• REQUIRED WORK
Filter out every line below that lacks "surface", and copy the rest.

• SUPPLIED INFORMATION
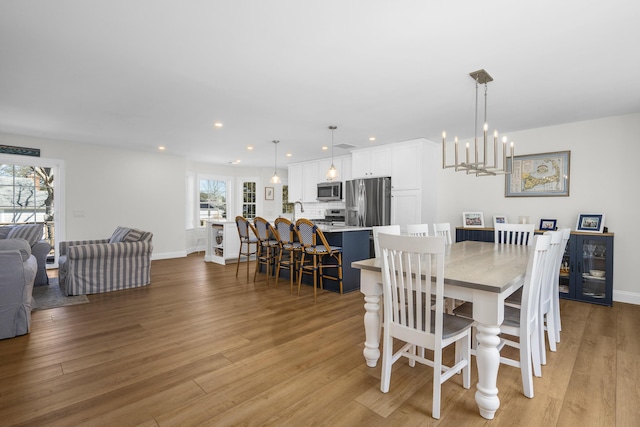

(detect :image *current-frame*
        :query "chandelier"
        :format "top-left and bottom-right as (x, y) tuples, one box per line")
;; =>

...

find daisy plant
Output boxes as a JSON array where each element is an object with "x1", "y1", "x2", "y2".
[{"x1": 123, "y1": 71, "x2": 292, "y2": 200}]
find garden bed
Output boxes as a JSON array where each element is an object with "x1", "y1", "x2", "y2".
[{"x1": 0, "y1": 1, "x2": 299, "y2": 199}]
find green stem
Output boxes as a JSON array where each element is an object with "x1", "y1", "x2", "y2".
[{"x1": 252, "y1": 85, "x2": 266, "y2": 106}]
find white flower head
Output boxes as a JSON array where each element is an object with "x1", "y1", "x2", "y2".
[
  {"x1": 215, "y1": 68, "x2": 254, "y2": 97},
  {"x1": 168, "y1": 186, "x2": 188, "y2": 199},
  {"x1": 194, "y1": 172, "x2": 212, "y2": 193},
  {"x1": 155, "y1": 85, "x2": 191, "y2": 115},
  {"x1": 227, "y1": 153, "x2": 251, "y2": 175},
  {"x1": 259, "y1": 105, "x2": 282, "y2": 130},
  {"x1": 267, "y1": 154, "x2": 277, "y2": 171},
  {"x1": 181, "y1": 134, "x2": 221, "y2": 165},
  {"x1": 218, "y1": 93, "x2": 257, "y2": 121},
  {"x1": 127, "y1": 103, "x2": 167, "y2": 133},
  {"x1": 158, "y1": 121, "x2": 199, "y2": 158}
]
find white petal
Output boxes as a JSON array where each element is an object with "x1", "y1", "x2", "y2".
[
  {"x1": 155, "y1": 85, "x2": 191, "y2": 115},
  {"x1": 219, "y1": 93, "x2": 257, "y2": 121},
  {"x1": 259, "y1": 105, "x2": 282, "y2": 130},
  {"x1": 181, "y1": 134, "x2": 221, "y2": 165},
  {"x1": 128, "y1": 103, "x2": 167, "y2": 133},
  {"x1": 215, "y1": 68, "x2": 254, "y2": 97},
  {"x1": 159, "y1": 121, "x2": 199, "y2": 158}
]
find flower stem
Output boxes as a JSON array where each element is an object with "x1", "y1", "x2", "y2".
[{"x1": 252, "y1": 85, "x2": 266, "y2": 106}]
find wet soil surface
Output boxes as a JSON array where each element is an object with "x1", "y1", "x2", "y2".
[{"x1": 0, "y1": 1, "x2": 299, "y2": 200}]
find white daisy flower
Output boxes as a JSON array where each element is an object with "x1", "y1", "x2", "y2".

==

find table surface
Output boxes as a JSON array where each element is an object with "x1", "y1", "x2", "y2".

• EXERCISE RESULT
find wet soil surface
find table surface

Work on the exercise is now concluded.